SET TASK: Rewrite the rows from the line with "Task: set a point on the umbrella" to the line with "Target: yellow road line", putting "place a point" wherever "set a point" appears and leaving everything else as it is.

DATA SUPPLIED:
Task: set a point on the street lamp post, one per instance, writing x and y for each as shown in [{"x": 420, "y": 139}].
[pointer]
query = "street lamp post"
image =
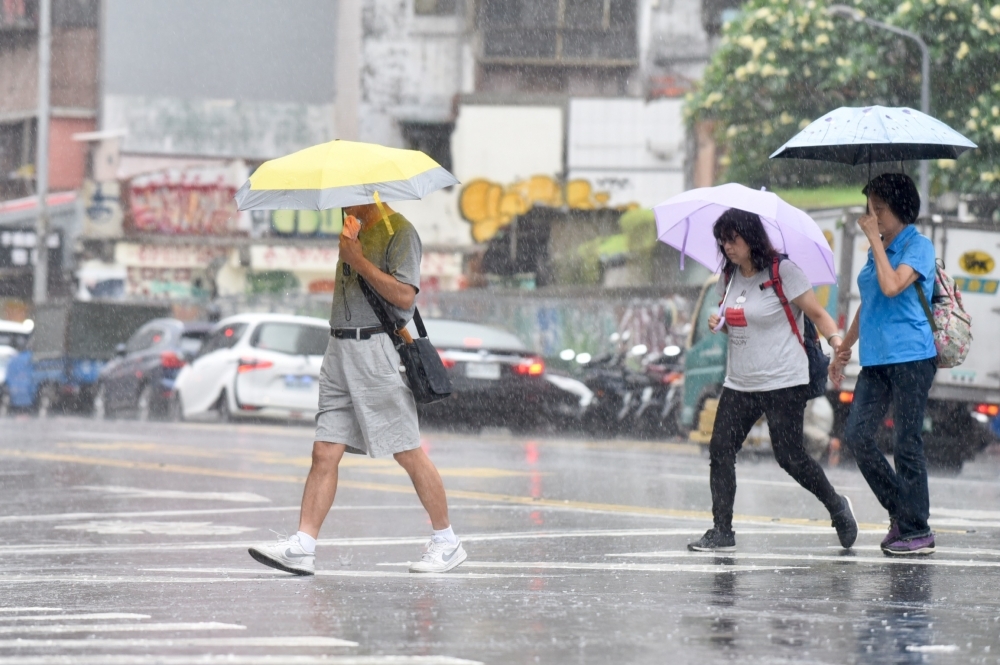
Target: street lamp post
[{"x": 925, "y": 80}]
...
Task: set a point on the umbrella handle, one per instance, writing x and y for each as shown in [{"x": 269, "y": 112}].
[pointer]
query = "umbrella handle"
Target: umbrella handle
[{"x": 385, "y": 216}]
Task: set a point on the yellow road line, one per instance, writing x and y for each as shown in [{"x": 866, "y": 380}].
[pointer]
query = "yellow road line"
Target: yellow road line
---
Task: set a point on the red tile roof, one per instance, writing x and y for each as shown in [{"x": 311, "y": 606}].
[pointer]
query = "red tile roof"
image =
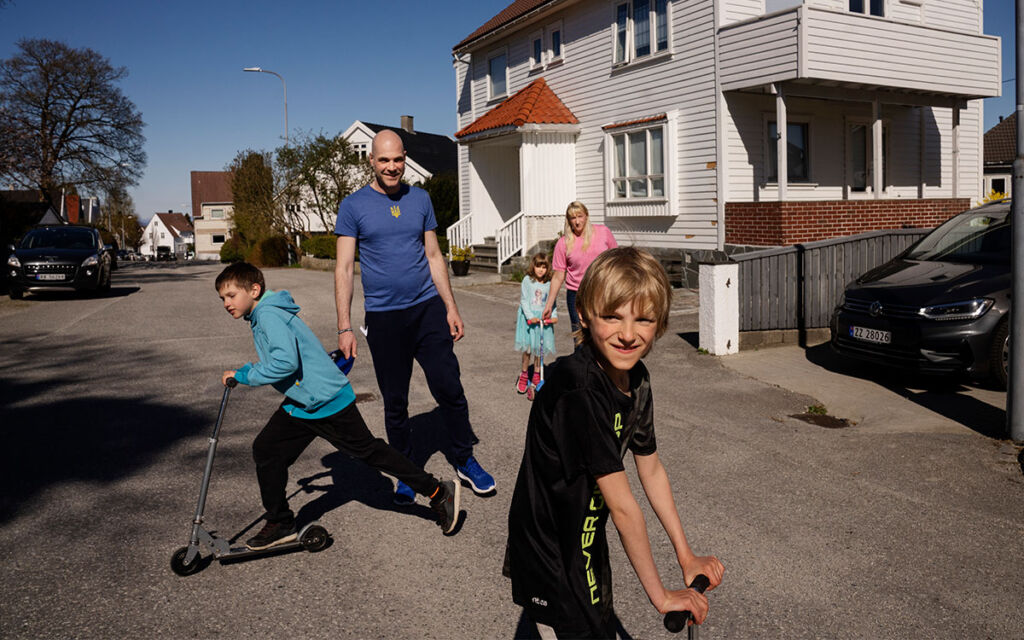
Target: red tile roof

SOLUTION TO THIS EXERCISE:
Task: place a point on the umbrella handle, one per instance, writing x and y for each as shown in [{"x": 269, "y": 112}].
[pointer]
query = "umbrella handle"
Target: umbrella handle
[{"x": 385, "y": 216}]
Task: place a point on the yellow road line, one per instance, writing x and y for each as shown in [{"x": 866, "y": 380}].
[pointer]
query = "yellow road line"
Target: yellow road line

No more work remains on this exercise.